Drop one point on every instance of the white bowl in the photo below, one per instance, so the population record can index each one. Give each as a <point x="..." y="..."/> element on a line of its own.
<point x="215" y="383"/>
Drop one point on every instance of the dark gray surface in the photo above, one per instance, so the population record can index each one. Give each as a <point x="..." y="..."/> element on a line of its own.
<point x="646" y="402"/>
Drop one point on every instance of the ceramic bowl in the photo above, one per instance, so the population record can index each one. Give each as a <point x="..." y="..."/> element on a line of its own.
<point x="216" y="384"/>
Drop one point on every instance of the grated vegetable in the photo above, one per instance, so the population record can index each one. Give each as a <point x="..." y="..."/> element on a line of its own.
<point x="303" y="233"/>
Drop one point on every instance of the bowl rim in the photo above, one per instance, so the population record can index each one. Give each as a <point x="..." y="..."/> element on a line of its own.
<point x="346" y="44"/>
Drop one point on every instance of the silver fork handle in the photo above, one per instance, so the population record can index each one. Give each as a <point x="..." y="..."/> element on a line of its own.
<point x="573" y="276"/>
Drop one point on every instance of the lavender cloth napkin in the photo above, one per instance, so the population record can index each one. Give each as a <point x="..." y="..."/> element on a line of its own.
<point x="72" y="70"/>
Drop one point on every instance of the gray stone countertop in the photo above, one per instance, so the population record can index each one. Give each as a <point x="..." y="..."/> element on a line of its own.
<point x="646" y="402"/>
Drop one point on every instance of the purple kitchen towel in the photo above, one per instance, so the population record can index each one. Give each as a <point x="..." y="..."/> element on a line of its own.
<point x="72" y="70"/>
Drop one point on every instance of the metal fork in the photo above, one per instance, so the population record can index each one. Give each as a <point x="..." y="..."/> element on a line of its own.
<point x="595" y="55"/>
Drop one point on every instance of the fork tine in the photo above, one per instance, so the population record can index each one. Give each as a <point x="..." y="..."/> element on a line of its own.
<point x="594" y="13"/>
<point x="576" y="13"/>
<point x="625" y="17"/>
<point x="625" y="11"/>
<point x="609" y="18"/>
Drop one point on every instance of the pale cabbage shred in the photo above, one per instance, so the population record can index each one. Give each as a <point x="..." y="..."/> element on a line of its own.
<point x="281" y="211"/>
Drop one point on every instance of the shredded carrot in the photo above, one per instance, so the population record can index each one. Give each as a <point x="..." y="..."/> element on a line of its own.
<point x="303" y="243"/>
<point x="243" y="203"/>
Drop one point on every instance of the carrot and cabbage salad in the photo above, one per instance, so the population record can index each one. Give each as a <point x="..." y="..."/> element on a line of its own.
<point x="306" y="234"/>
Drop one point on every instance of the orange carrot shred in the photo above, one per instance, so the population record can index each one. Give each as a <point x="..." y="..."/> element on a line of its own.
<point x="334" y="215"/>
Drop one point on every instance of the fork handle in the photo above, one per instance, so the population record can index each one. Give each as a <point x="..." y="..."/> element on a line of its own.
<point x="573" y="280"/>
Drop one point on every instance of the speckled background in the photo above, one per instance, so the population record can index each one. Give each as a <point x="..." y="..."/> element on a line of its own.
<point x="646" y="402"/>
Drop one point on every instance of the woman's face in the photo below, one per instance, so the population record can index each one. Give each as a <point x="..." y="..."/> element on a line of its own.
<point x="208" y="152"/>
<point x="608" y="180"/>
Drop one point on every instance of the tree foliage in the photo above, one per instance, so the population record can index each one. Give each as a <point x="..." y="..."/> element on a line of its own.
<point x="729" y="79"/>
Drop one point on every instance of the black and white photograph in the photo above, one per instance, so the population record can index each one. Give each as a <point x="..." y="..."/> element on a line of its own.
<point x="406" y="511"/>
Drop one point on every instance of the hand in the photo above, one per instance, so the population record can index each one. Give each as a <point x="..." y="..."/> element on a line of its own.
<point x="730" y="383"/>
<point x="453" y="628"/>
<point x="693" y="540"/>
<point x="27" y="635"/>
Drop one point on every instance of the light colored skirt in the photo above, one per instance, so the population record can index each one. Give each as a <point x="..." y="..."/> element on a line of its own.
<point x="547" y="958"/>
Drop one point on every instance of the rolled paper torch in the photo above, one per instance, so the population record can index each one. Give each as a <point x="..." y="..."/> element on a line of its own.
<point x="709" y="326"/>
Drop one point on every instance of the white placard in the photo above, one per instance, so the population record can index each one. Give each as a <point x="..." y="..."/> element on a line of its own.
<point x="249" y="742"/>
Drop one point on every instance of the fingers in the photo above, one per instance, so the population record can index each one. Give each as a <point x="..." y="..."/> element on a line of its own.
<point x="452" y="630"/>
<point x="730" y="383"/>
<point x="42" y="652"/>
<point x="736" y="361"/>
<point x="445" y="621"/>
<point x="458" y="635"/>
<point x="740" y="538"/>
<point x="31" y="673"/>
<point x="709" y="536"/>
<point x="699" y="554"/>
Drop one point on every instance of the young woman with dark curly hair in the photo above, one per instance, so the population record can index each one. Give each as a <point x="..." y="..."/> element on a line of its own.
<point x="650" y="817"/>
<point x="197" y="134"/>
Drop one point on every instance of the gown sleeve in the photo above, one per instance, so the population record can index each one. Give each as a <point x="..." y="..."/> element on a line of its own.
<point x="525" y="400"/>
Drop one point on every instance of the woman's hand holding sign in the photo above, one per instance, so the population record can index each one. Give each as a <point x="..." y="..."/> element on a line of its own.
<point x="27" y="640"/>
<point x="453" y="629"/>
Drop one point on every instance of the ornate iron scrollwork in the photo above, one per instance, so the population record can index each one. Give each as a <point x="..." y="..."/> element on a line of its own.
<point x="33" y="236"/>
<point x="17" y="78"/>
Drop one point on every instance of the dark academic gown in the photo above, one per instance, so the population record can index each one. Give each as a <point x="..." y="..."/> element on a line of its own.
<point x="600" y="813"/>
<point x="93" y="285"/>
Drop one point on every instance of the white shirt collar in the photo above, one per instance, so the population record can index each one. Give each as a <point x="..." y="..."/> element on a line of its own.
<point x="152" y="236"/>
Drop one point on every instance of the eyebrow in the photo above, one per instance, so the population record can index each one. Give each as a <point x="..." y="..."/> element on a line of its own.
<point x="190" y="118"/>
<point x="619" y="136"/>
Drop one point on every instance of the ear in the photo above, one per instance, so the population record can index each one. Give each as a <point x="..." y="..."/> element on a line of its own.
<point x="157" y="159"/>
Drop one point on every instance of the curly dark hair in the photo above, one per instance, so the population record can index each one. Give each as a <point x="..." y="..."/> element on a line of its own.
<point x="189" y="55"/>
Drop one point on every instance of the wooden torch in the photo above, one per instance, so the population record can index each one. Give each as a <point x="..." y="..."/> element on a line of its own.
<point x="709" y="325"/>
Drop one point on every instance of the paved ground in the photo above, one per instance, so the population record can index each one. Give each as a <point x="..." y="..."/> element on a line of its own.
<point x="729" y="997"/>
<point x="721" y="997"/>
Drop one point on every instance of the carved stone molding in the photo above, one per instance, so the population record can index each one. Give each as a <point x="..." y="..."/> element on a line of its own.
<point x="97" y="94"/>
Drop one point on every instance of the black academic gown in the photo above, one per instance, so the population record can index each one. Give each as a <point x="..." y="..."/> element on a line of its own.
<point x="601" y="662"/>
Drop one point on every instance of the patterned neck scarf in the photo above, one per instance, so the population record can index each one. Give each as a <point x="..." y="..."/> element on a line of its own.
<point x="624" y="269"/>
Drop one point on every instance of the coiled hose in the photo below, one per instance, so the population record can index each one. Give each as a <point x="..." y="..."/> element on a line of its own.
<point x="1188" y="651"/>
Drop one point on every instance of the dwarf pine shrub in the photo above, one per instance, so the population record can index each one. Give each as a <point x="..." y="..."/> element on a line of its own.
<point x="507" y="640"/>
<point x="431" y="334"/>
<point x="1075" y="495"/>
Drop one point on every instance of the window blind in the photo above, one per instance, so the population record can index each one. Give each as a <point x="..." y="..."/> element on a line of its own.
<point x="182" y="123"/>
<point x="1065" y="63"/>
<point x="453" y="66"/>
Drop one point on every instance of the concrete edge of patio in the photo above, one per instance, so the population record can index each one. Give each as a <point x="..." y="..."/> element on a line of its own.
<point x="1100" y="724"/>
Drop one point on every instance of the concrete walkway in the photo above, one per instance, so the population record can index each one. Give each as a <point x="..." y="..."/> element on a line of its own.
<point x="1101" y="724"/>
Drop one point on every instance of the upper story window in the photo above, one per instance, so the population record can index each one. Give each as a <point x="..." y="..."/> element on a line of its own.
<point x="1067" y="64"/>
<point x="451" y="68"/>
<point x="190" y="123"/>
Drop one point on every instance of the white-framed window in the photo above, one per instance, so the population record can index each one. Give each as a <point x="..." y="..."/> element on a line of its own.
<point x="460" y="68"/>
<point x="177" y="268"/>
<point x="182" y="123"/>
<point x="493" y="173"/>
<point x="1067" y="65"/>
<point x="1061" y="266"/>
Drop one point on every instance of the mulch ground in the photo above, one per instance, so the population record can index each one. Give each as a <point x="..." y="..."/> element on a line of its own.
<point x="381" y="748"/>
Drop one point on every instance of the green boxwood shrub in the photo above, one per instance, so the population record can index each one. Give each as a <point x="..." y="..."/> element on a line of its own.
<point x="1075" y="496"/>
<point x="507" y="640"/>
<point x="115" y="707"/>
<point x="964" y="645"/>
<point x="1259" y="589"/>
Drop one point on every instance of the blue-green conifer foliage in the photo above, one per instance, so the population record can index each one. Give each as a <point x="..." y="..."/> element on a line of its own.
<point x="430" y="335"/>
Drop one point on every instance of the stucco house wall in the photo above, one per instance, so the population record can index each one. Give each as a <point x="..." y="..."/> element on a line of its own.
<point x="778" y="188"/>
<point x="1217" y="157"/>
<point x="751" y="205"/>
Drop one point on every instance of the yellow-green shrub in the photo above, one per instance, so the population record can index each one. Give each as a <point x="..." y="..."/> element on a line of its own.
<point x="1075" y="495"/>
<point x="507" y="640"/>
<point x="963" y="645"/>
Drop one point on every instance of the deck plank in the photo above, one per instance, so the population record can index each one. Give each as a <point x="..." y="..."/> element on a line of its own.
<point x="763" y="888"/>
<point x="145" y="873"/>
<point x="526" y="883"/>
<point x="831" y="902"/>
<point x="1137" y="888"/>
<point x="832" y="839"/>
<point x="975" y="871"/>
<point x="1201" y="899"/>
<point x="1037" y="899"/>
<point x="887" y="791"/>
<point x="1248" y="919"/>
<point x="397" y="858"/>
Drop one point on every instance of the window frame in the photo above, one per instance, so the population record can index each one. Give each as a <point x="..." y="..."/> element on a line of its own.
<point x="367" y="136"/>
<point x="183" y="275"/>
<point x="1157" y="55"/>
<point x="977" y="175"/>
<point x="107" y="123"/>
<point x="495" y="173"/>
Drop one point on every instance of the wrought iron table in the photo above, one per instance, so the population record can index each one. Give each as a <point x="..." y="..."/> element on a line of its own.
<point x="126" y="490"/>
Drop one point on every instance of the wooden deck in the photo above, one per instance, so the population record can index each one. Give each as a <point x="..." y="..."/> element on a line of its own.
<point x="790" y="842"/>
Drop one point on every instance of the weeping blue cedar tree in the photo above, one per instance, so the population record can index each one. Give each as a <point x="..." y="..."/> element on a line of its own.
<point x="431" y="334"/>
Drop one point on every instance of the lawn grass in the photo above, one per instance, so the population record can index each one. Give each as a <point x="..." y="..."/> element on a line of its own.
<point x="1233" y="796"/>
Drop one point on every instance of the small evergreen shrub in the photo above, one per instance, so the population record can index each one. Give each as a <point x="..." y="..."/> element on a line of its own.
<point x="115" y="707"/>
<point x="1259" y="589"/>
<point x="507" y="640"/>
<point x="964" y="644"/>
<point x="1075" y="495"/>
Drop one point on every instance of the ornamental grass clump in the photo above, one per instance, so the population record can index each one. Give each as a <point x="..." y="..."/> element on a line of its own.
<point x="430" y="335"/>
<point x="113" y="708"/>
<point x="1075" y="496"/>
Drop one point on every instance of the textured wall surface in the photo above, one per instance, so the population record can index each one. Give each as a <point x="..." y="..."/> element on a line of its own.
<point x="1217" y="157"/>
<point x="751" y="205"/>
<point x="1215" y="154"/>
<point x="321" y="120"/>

Task prompt:
Exactly the lines from the one containing "Drop one point on every instance of the ornamental" through the end of the records above should be returned, with both ends kept.

Result of the exercise:
Drop one point on every instance of the ornamental grass clump in the photo above, one per instance, so the population record can index each one. Give each as a <point x="..." y="..."/> element on a line of its own.
<point x="430" y="335"/>
<point x="113" y="708"/>
<point x="1075" y="496"/>
Drop one point on every instance of the textured wall surface in the photo above, one per instance, so the population record can index each one. Give each as a <point x="..." y="..."/> element on a line of its own.
<point x="1217" y="157"/>
<point x="751" y="205"/>
<point x="1215" y="154"/>
<point x="321" y="120"/>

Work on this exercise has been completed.